Friday, February 10, 2012

Beyond Risk Quantification

For too many years information security professionals have chased a mirage: the notion that risk can be quantified. It can not. The core problem with risk quantification has to do with the precision of the estimate.
Whenever you multiply two numbers, you need to understand the precision of those numbers, to properly state the precision of the result. That is usually described as the number of significant digits. When you count up your pocket change, you get an exact number, but when you size a crowd, you don't count each individual, you estimate the number of people.

Now suppose the crowd starts walking over a bridge. How would you derive the total stress on the structure? You might estimate the average weight of the people in the crowd, and multiply that by the estimated number of people on the bridge. So you estimate there are 2,000 people, and the average weight is 191 pounds (for men) and 164.3 pounds (for women), and pull out the calculator. (These numbers come from the US Centers for Disease Control, and refer to 2002 data for adult US citizens).

So let's estimate that half the people are men. That gives us 191,000 pounds, and for the women, another 164,300 pounds. So the total load is 355,300 pounds. Right?
No. Since the least precise estimate has one significant digit (2,000) then the calculated result must be rounded off to 400,000 pounds.

In other words, you cannot invent precision, even when some of the numbers are more precise than others.

The problem gets even worse when the estimates are widely different in size. The odds of a very significant information security problem are vanishingly small, while the impact of a very significant information security problem can be inestimably huge. When you multiply two estimates of such low precision, and such widely different magnitudes, you have no significant digits: None at all. The mathematical result is indeterminate, unquantifiable.

Another way of saying this is that the margin of error exceeds the magnitude of the result.

# BRIEF 1:
Answer these questions from the risk quantification post:
(a) Which organization supplied the average weight figures?
(b) To what figure must the calculated bridge load be rounded off?
(c) What does the final sentence say exceeds the magnitude of the result?
# BRIEF 2:
List every weight stated in pounds in the risk quantification post.
# BRIEF 3:
Return the passage of the risk quantification post between "Whenever you multiply" and "adult US citizens).", inclusive, copied word for word.
The listing that follows is separate material, unrelated to the risk quantification post.

# DATASET:

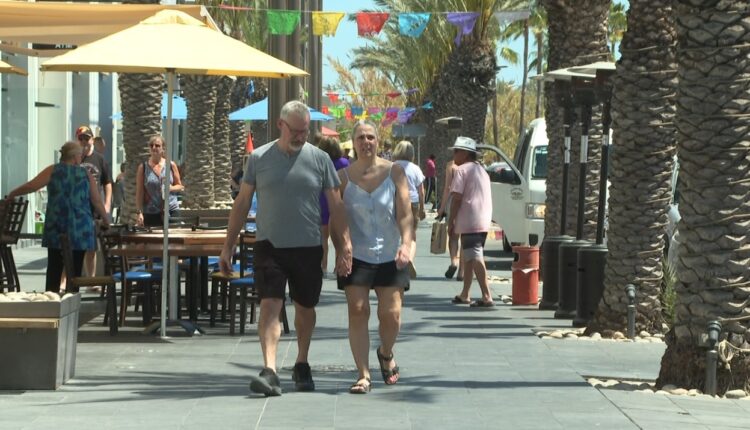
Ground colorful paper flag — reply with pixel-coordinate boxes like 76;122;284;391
398;13;430;37
313;11;344;36
356;12;390;37
266;10;300;36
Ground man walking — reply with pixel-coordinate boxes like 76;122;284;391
448;136;494;307
76;125;112;276
219;101;352;396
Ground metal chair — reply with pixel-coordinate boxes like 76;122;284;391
60;233;117;336
0;197;29;292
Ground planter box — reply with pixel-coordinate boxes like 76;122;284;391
0;294;81;390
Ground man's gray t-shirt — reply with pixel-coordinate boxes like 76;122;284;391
243;141;341;248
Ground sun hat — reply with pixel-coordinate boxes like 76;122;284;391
76;125;94;139
448;136;477;152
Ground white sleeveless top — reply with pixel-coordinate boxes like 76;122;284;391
344;166;401;264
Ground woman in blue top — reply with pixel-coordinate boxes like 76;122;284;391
8;142;109;291
135;135;185;227
338;121;414;394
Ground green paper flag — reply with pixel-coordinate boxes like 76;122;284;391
267;10;300;36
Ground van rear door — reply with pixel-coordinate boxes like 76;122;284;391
477;145;529;243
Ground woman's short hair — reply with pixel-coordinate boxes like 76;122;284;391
279;100;310;120
352;119;380;142
318;136;344;160
60;141;83;161
148;134;167;151
393;140;414;161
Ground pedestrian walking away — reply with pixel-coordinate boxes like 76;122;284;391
219;101;352;396
338;121;419;394
448;136;494;307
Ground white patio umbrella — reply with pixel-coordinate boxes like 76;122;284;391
41;10;307;337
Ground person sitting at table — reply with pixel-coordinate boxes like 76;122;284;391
7;142;109;292
135;135;185;227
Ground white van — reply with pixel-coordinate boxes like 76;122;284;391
478;118;548;251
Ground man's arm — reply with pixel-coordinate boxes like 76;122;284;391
219;182;255;275
324;188;352;276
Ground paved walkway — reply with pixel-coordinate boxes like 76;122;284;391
0;222;750;430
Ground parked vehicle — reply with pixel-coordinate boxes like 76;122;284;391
478;118;548;251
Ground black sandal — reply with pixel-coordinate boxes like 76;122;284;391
376;347;399;385
349;378;372;394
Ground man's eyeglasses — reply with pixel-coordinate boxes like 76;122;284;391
281;119;310;136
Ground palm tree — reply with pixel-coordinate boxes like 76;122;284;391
657;0;750;394
607;1;628;60
117;0;165;223
353;0;528;183
587;0;677;333
181;75;220;209
541;0;609;238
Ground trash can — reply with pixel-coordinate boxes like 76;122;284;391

# FINAL ANSWER 1:
(a) The US Centers for Disease Control
(b) 400,000 pounds
(c) The margin of error

# FINAL ANSWER 2:
- 191 pounds
- 164.3 pounds
- 191,000 pounds
- 164,300 pounds
- 355,300 pounds
- 400,000 pounds

# FINAL ANSWER 3:
Whenever you multiply two numbers, you need to understand the precision of those numbers, to properly state the precision of the result. That is usually described as the number of significant digits. When you count up your pocket change, you get an exact number, but when you size a crowd, you don't count each individual, you estimate the number of people.

Now suppose the crowd starts walking over a bridge. How would you derive the total stress on the structure? You might estimate the average weight of the people in the crowd, and multiply that by the estimated number of people on the bridge. So you estimate there are 2,000 people, and the average weight is 191 pounds (for men) and 164.3 pounds (for women), and pull out the calculator. (These numbers come from the US Centers for Disease Control, and refer to 2002 data for adult US citizens).